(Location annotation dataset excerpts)
# # #
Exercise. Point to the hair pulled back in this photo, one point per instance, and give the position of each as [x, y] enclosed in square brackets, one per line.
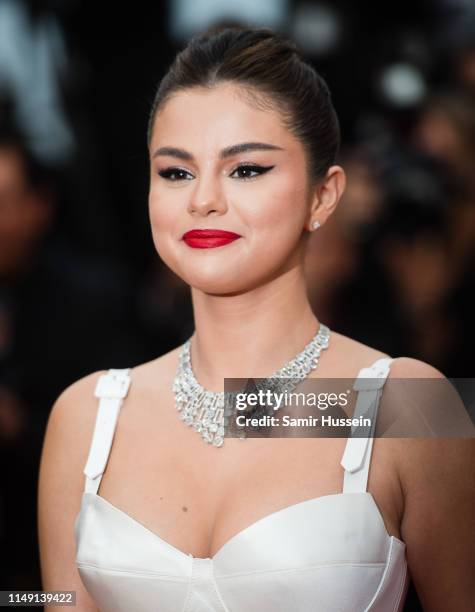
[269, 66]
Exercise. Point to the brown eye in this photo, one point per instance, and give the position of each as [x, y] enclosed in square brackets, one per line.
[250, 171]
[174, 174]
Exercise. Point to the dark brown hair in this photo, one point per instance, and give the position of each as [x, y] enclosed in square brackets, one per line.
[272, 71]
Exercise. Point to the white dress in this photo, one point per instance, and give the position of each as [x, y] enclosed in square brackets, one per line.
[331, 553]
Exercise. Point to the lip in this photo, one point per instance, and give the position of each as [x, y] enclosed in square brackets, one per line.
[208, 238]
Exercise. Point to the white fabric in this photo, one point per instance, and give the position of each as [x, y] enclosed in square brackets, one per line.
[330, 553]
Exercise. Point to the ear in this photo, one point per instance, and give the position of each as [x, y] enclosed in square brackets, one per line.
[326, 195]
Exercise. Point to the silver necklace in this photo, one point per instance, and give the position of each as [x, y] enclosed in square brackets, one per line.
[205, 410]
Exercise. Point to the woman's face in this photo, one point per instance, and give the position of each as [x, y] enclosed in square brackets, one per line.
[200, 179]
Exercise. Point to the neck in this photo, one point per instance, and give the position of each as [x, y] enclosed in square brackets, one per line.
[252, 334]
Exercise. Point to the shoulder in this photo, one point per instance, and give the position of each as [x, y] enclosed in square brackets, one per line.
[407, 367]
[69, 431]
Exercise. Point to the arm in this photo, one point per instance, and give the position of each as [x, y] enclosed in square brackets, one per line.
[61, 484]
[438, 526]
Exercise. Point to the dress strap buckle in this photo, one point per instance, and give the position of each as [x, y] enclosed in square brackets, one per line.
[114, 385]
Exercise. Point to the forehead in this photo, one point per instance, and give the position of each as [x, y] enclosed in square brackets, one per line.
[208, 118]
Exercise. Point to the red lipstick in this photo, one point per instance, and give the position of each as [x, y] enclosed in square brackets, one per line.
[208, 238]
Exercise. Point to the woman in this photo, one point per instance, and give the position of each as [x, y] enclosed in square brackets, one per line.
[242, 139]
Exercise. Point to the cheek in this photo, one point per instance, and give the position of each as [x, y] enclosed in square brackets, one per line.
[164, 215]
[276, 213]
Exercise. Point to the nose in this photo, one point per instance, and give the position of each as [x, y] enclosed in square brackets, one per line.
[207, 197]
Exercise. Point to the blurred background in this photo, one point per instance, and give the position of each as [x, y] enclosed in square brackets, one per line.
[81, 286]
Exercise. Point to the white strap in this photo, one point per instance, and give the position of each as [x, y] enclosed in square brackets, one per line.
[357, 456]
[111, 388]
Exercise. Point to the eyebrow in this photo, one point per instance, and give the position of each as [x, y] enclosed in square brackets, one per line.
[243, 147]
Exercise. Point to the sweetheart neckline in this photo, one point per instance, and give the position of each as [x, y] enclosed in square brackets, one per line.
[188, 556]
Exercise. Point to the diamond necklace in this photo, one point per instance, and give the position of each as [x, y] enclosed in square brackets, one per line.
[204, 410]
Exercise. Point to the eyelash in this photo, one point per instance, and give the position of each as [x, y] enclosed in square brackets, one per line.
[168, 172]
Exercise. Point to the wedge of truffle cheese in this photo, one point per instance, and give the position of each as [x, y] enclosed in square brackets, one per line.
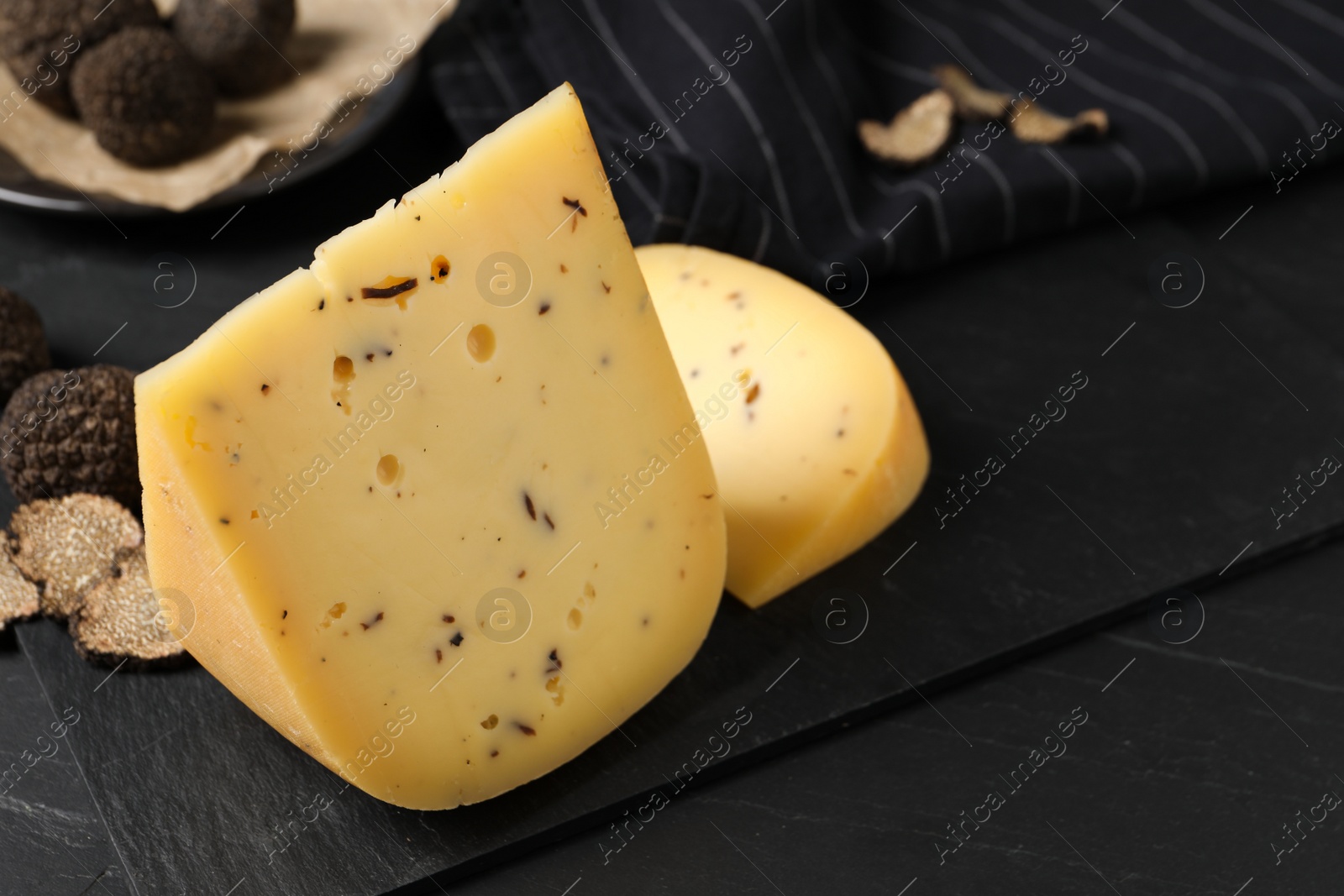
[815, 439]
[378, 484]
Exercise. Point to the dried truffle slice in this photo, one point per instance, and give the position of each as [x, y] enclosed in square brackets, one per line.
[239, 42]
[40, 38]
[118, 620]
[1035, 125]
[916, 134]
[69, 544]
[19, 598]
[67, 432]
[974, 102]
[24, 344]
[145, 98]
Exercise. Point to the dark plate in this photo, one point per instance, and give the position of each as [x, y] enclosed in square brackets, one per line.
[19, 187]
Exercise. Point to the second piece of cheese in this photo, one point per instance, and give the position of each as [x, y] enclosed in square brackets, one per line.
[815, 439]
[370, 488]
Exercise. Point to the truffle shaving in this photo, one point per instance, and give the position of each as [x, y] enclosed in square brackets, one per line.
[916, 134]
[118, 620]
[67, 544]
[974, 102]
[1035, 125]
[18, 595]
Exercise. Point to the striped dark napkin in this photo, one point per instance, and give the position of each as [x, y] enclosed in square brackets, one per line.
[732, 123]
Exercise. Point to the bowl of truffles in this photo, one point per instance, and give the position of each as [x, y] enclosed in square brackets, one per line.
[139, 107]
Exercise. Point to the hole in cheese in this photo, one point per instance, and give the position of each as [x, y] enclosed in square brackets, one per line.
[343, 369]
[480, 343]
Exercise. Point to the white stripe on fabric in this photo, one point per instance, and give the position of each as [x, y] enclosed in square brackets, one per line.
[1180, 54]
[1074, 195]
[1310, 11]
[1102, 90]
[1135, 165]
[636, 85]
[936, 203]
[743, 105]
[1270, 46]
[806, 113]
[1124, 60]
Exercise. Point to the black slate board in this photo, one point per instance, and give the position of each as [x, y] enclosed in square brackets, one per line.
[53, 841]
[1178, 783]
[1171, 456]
# # #
# Aim of the exercise
Can you format the entries from the line containing "Exercise. Point to the black" through the end of the entries, inclusive, as a numbered list, leaving out any blank lines?

# Correct output
1. Exercise. Point to the black slate board in this photo, one point per instance, and give the position of each as [x, y] enclosed in square brackets, one per line.
2. [53, 841]
3. [1178, 783]
4. [1171, 456]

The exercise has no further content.